● **To do**
Write out the whole of the material exactly.

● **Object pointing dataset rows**

■ ■ ■ ■ ■ ■ ■

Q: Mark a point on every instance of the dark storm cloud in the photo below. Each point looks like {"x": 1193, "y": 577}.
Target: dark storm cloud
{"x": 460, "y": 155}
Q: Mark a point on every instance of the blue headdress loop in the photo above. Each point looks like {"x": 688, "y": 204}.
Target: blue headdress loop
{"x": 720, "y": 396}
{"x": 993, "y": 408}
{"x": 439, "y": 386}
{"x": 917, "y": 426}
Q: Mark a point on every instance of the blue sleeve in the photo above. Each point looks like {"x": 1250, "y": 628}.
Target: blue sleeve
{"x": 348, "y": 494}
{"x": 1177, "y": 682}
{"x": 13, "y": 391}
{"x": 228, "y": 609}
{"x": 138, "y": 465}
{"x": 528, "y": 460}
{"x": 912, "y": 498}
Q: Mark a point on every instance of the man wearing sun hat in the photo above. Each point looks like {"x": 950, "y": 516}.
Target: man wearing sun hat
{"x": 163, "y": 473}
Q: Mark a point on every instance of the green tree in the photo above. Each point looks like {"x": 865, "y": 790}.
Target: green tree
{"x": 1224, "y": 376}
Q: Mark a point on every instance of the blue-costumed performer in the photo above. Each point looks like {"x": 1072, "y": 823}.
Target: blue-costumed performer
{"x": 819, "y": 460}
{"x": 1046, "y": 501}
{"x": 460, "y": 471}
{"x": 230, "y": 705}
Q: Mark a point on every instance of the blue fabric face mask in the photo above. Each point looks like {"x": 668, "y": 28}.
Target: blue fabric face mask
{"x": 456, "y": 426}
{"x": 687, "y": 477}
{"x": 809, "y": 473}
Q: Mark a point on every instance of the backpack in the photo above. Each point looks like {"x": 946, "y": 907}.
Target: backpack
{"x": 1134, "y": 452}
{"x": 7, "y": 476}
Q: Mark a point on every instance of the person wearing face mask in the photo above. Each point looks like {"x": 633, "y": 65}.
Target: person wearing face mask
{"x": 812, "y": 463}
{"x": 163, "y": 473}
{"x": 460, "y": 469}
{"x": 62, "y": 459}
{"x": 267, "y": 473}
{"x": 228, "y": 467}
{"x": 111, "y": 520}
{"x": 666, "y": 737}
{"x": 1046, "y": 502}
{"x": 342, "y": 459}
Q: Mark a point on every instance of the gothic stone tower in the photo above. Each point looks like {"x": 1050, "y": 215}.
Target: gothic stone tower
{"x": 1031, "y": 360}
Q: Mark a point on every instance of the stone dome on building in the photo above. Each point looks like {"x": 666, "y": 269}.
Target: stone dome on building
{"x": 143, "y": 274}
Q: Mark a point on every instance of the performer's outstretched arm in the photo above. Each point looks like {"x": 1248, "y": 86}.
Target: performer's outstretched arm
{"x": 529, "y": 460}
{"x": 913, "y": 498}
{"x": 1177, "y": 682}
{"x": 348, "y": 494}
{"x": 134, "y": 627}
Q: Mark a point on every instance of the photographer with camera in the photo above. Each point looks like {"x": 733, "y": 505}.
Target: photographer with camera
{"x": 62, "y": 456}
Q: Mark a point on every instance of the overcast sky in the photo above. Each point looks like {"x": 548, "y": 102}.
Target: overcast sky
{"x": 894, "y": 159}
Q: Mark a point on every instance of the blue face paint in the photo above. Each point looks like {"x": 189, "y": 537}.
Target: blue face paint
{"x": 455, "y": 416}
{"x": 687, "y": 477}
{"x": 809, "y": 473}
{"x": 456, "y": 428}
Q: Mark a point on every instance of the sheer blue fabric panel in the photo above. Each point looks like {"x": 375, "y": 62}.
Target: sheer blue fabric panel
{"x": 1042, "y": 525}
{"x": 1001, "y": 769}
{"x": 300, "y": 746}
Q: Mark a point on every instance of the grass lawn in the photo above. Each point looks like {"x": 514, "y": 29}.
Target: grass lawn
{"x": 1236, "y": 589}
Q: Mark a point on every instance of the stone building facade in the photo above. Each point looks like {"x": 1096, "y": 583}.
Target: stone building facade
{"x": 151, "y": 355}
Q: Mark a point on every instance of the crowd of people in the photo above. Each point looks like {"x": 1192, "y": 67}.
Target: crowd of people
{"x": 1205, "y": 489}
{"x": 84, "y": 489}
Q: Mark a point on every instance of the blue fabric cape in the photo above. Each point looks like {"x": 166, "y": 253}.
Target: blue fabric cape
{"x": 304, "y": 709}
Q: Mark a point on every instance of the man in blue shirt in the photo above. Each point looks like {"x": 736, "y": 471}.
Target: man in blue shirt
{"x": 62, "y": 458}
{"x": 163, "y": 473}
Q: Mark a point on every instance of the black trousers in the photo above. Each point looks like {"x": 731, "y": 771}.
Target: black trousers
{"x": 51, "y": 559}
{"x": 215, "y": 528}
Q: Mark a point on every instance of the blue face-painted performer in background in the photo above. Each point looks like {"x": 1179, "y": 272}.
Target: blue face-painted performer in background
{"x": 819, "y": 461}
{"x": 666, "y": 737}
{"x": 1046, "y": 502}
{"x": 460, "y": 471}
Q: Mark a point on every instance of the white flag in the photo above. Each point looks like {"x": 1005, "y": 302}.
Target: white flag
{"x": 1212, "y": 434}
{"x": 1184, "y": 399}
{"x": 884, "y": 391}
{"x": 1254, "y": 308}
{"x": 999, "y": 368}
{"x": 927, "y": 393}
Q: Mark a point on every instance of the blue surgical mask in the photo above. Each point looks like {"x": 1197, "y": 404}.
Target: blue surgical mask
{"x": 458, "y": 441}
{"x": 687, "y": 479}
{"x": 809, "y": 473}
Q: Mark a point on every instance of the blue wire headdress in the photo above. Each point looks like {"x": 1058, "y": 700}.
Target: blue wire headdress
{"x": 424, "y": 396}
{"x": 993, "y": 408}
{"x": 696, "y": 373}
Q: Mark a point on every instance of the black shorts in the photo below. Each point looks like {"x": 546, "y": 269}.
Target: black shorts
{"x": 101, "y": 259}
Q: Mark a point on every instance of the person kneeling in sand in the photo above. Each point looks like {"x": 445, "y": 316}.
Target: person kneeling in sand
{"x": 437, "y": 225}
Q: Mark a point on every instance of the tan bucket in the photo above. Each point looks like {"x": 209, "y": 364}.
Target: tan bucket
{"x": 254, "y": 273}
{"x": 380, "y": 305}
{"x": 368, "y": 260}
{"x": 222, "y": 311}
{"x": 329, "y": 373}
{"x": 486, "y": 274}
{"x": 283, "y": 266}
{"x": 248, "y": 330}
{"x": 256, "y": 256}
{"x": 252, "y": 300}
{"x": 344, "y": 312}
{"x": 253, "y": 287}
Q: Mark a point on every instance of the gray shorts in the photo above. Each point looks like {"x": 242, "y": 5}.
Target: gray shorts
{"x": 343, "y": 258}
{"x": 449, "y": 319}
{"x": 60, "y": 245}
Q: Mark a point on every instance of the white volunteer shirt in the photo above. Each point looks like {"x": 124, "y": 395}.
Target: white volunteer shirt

■ ■ ■ ■ ■ ■ ■

● **Result**
Q: Mark a point on every instance of the dark storm cloud in the photo below. Each point looks like {"x": 1193, "y": 577}.
Target: dark storm cloud
{"x": 460, "y": 155}
Q: Mark a point on every instance of the blue headdress loop in the photo above. Each point looks like {"x": 688, "y": 204}.
Target: blue headdress loop
{"x": 720, "y": 396}
{"x": 993, "y": 408}
{"x": 439, "y": 386}
{"x": 917, "y": 426}
Q: Mark a point on every instance of the blue sleeve in the photo above. Each point looks like {"x": 1250, "y": 628}.
Target: blue sleeve
{"x": 348, "y": 494}
{"x": 1177, "y": 682}
{"x": 13, "y": 391}
{"x": 228, "y": 609}
{"x": 138, "y": 465}
{"x": 528, "y": 460}
{"x": 912, "y": 498}
Q: Mark a point on every instance of the man wearing sun hat in the photo above. Each point looks like {"x": 950, "y": 516}.
Target: man wearing sun hat
{"x": 163, "y": 473}
Q: Mark a point on every instance of the green tree in the photo above. Each point looks like {"x": 865, "y": 790}.
Target: green tree
{"x": 1224, "y": 376}
Q: Mark a point on every instance of the blue-costumed performer in the photo above. Each point looks like {"x": 1072, "y": 823}.
Target: blue-costumed performer
{"x": 819, "y": 460}
{"x": 1046, "y": 501}
{"x": 460, "y": 471}
{"x": 230, "y": 705}
Q: Mark a point on every instance of the blue fabric face mask in the photo above. Each point looks like {"x": 668, "y": 28}.
Target: blue fabric face mask
{"x": 456, "y": 426}
{"x": 687, "y": 477}
{"x": 809, "y": 473}
Q: Mark a point on every instance of the backpack in the photo above. Each point looks like {"x": 946, "y": 907}.
Target: backpack
{"x": 1134, "y": 452}
{"x": 7, "y": 476}
Q: Mark a point on every instance of the person wearing face mask in the photo above. Each point looks like {"x": 633, "y": 65}.
Target: person wearing face mask
{"x": 812, "y": 463}
{"x": 163, "y": 473}
{"x": 460, "y": 469}
{"x": 62, "y": 459}
{"x": 267, "y": 473}
{"x": 228, "y": 467}
{"x": 111, "y": 520}
{"x": 666, "y": 737}
{"x": 1046, "y": 502}
{"x": 342, "y": 459}
Q: Mark a point on every instance of the gothic stone tower in the photo above. Each point looks like {"x": 1050, "y": 215}.
Target: gothic stone tower
{"x": 1031, "y": 360}
Q: Mark a point on every instance of the stone dome on building in the photo above. Each point looks like {"x": 666, "y": 269}.
Target: stone dome on building
{"x": 143, "y": 274}
Q: Mark a point on every instance of the performer's outstretched arm in the photo above. Each point looks like {"x": 1248, "y": 86}.
Target: performer's outstretched arm
{"x": 529, "y": 460}
{"x": 913, "y": 498}
{"x": 1177, "y": 682}
{"x": 348, "y": 494}
{"x": 134, "y": 627}
Q: Mark a point on every instance of the photographer with camera in the photo above. Each point looks like {"x": 733, "y": 505}.
Target: photographer with camera
{"x": 62, "y": 456}
Q: Mark a point on every instance of the overcast sky in the photo above. Each point looks like {"x": 548, "y": 102}.
Target: overcast sky
{"x": 894, "y": 159}
Q: Mark a point on every instance of the blue face paint in the photo above. Each point looks like {"x": 189, "y": 537}.
Target: blue face paint
{"x": 455, "y": 416}
{"x": 687, "y": 477}
{"x": 809, "y": 473}
{"x": 456, "y": 428}
Q: Mark a point on every instance of the sheer blue fabric panel in the photo above. Each point looks like {"x": 375, "y": 62}.
Target: sheer blue fabric panel
{"x": 1042, "y": 525}
{"x": 1001, "y": 769}
{"x": 300, "y": 746}
Q: Mark a point on every instance of the grass lawn in the photo above. Each point looks like {"x": 514, "y": 29}.
Target: grass lawn
{"x": 1236, "y": 589}
Q: Mark a point on every instance of the stone building facade in the photo above. Each point looks like {"x": 1096, "y": 583}.
Target: stone building facade
{"x": 151, "y": 355}
Q: Mark a point on every instance of the crowd of people in the photo above. Each point looks like {"x": 1192, "y": 67}.
Target: crowd of people
{"x": 1205, "y": 489}
{"x": 84, "y": 489}
Q: Mark a point on every instance of the blue fabric cape in the photo above. Each point looks like {"x": 166, "y": 253}.
Target: blue fabric cape
{"x": 304, "y": 709}
Q: Mark a point on every instance of the man in blue shirt in the photo above. Each point looks like {"x": 736, "y": 471}.
Target: man in blue shirt
{"x": 62, "y": 458}
{"x": 163, "y": 473}
Q: Mark a point on every instance of the black trousers in the photo above. Each point looks like {"x": 731, "y": 771}.
Target: black trousers
{"x": 51, "y": 559}
{"x": 215, "y": 528}
Q: Mark a point on every instance of the blue face-painted performer in background in the photo above. Each point looks like {"x": 1179, "y": 272}.
Target: blue face-painted performer in background
{"x": 819, "y": 461}
{"x": 666, "y": 737}
{"x": 1046, "y": 502}
{"x": 460, "y": 471}
Q: Mark a point on every instance of the white flag in the photo above. Each point looks like {"x": 1005, "y": 302}.
Target: white flag
{"x": 1212, "y": 434}
{"x": 1184, "y": 399}
{"x": 884, "y": 391}
{"x": 1254, "y": 308}
{"x": 999, "y": 368}
{"x": 927, "y": 393}
Q: Mark a point on every instance of the blue surgical mask in the photo above. Each point looks like {"x": 1197, "y": 404}.
Target: blue surgical mask
{"x": 458, "y": 441}
{"x": 687, "y": 479}
{"x": 809, "y": 473}
Q: Mark a point on every instance of the blue wire headdress in the photo above. Each point looks like {"x": 1058, "y": 700}.
Target: blue wire headdress
{"x": 424, "y": 396}
{"x": 993, "y": 408}
{"x": 696, "y": 373}
Q: Mark a point on every instance of the black shorts in the photo below. Each point looks like {"x": 546, "y": 269}.
Target: black shorts
{"x": 101, "y": 259}
Q: Mark a point on every instance of the person kneeling in sand in the photo above. Each point looks like {"x": 445, "y": 316}.
Target: person kneeling in sand
{"x": 437, "y": 225}
Q: Mark a point on every instance of the tan bucket in the photo above. Each point looks like {"x": 209, "y": 364}.
Target: tan bucket
{"x": 254, "y": 273}
{"x": 380, "y": 305}
{"x": 368, "y": 260}
{"x": 222, "y": 311}
{"x": 329, "y": 373}
{"x": 486, "y": 274}
{"x": 283, "y": 266}
{"x": 248, "y": 330}
{"x": 256, "y": 256}
{"x": 252, "y": 300}
{"x": 344, "y": 312}
{"x": 253, "y": 287}
Q: Mark a point on every instance of the gray shorts in the photo above. Each point looks like {"x": 242, "y": 5}.
Target: gray shorts
{"x": 343, "y": 258}
{"x": 449, "y": 319}
{"x": 60, "y": 245}
Q: Mark a point on every instance of the white volunteer shirt in the photo above. Each point looks like {"x": 124, "y": 395}.
Target: white volunteer shirt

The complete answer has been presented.